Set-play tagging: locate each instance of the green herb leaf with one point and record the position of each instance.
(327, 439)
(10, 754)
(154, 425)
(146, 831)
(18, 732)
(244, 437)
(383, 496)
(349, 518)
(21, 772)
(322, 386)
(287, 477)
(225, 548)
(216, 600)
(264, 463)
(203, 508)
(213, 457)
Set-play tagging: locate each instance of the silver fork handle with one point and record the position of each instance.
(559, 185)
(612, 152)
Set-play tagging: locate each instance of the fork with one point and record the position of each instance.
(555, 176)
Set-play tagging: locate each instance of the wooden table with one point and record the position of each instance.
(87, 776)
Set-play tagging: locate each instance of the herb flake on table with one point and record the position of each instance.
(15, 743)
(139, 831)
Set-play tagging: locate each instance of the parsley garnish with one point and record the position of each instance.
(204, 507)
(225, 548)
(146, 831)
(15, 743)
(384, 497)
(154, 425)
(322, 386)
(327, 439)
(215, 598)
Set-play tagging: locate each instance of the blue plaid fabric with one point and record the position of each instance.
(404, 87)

______

* **Exercise details**:
The material above needs to be reproduced exactly as written.

* **Answer for the task**:
Set-play tagging: locate each instance of the green herb leaf with one point and record the position of each instance.
(327, 439)
(10, 754)
(154, 425)
(146, 831)
(18, 732)
(244, 437)
(383, 496)
(349, 518)
(21, 772)
(322, 386)
(287, 477)
(225, 548)
(216, 600)
(264, 463)
(203, 508)
(213, 457)
Set-play tagging: locate each instance of the silver fork handle with one point and record the position of each instance.
(559, 185)
(612, 152)
Set-play tagging: locate each instance of the fork with one point and record the position of each instance.
(555, 176)
Set-play tagging: locate each instance of the wooden table with one point and record the position of each instance.
(87, 776)
Set-play tagging: locate each instance of the herb flake on table with one point and record the position of each instance.
(15, 743)
(139, 831)
Set-play tagging: locate each instance of the parsley garnish with one point and record the position of each instance.
(204, 507)
(225, 548)
(146, 831)
(15, 743)
(384, 497)
(154, 425)
(322, 386)
(327, 439)
(215, 598)
Set-play tagging: locate each instance of the blue plaid fabric with one point and record the position of each instance.
(404, 87)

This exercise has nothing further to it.